> _任务说明_:
请把下面所有行一字不改地照抄一遍。

> _数据行_:
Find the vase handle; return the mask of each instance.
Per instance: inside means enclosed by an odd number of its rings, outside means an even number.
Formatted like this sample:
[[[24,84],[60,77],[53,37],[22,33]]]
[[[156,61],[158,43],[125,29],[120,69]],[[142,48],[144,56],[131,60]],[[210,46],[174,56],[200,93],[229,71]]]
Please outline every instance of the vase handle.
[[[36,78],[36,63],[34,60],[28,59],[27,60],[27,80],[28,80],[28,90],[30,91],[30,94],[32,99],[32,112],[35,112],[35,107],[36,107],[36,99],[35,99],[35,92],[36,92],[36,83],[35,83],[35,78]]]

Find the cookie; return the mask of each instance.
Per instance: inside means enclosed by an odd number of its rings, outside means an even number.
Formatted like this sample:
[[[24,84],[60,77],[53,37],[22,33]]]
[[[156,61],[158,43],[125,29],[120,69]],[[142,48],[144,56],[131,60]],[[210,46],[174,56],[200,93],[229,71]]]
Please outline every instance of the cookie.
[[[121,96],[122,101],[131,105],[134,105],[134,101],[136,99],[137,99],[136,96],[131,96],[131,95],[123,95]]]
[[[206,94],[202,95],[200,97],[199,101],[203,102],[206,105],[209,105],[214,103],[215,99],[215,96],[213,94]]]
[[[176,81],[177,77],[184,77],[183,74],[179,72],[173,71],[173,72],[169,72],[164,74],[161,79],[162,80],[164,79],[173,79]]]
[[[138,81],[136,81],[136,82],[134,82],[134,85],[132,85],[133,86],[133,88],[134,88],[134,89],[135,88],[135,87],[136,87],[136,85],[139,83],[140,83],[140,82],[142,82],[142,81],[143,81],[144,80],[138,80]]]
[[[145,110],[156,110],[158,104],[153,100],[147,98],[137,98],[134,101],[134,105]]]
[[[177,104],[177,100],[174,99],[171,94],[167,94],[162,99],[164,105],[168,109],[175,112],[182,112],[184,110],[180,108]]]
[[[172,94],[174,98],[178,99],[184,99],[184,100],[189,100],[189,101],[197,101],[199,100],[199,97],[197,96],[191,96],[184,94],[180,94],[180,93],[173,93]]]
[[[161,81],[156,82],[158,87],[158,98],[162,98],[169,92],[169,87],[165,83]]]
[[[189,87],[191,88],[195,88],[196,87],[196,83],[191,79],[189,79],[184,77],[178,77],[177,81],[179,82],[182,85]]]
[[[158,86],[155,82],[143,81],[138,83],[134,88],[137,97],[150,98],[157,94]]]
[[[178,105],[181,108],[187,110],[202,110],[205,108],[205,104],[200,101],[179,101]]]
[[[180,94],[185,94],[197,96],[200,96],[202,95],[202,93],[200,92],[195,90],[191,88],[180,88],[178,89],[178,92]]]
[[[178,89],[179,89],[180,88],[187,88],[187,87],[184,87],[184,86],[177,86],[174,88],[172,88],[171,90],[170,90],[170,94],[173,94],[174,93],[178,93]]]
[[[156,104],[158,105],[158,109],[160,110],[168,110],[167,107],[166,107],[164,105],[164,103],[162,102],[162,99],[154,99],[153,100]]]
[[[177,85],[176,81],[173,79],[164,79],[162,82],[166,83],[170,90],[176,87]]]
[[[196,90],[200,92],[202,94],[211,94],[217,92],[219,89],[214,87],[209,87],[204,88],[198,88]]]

> _最终答案_:
Find the vase handle; return the mask of each instance.
Per instance: inside means enclosed by an odd number of its rings, outside means an even number.
Formatted like this sample:
[[[24,84],[60,77],[53,37],[22,33]]]
[[[156,61],[158,43],[125,29],[120,69]],[[142,48],[144,56],[131,60]],[[210,46],[174,56],[200,93],[229,71]]]
Please outline every instance of the vase handle.
[[[36,78],[36,63],[34,60],[28,59],[27,60],[27,80],[28,80],[28,90],[30,91],[30,94],[32,99],[32,112],[35,112],[35,107],[36,107],[36,99],[35,99],[35,92],[36,92],[36,83],[35,83],[35,78]]]

Find the cookie; return the mask of each instance.
Per instance: inside means enclosed by an odd number of its rings, outside means an even number.
Formatted like this sample:
[[[24,84],[60,77],[53,37],[22,33]]]
[[[156,61],[158,43],[125,29],[120,69]],[[142,48],[144,56],[131,60]],[[210,46],[174,56],[200,93],[229,71]]]
Please outline every instance of the cookie.
[[[121,96],[122,101],[131,105],[134,105],[134,101],[136,99],[137,99],[136,96],[131,96],[131,95],[123,95]]]
[[[206,94],[202,95],[200,97],[199,101],[203,102],[206,105],[209,105],[214,103],[215,99],[215,96],[213,94]]]
[[[176,81],[177,77],[184,77],[183,74],[179,72],[173,71],[173,72],[169,72],[164,74],[161,79],[162,80],[164,79],[173,79]]]
[[[138,81],[136,81],[136,82],[134,82],[134,85],[132,85],[133,86],[133,88],[134,88],[134,89],[135,88],[135,87],[136,87],[136,85],[139,83],[140,83],[140,82],[142,82],[142,81],[143,81],[144,80],[138,80]]]
[[[145,110],[156,110],[158,104],[153,100],[147,98],[137,98],[134,101],[134,105]]]
[[[177,104],[177,100],[174,99],[171,94],[167,94],[162,99],[164,105],[168,109],[175,112],[182,112],[184,110],[180,108]]]
[[[172,94],[174,98],[178,99],[184,99],[184,100],[189,100],[189,101],[197,101],[199,100],[199,97],[197,96],[191,96],[184,94],[180,94],[180,93],[173,93]]]
[[[161,81],[156,82],[158,87],[158,98],[162,98],[169,92],[169,87],[165,83]]]
[[[189,87],[191,88],[195,88],[196,87],[196,83],[191,79],[189,79],[184,77],[178,77],[177,81],[179,82],[182,85]]]
[[[158,86],[155,82],[143,81],[138,83],[134,88],[137,97],[150,98],[157,94]]]
[[[178,105],[181,108],[187,110],[202,110],[205,108],[205,104],[200,101],[179,101]]]
[[[180,94],[185,94],[197,96],[200,96],[202,95],[202,93],[200,92],[195,90],[191,88],[180,88],[178,89],[178,92]]]
[[[178,89],[179,89],[180,88],[187,88],[187,87],[184,87],[184,86],[177,86],[174,88],[172,88],[171,90],[170,90],[170,94],[173,94],[174,93],[178,93]]]
[[[156,104],[158,105],[158,109],[160,110],[168,110],[167,107],[166,107],[164,105],[164,103],[162,102],[162,99],[154,99],[153,100]]]
[[[177,85],[176,81],[173,79],[164,79],[162,82],[166,83],[170,90],[176,87]]]
[[[196,90],[200,92],[202,94],[211,94],[217,92],[219,89],[214,87],[209,87],[204,88],[198,88]]]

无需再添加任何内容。